PROBLEM DESCRIPTION ▸
Reproduce the rows word for word, starting at the one that contains "point_to SHOULD mark one point per instance of the chrome" and ending with the last of the rows.

LISTING ▸
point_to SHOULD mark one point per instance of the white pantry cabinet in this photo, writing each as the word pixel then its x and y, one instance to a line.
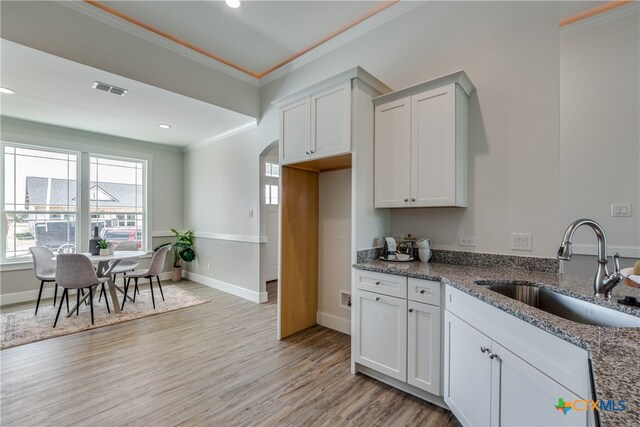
pixel 487 383
pixel 396 336
pixel 421 144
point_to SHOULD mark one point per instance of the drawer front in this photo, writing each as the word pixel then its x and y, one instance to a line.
pixel 385 284
pixel 425 291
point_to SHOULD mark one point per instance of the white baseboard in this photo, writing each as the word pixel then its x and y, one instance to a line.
pixel 334 322
pixel 229 288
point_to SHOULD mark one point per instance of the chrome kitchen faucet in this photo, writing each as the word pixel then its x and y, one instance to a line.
pixel 604 282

EXERCISE OUTPUT ▸
point_to SHOULD mark one point per instance of the chrome kitchen faucet in this photo, writing each as the word pixel then its x and y, one instance to a line.
pixel 604 282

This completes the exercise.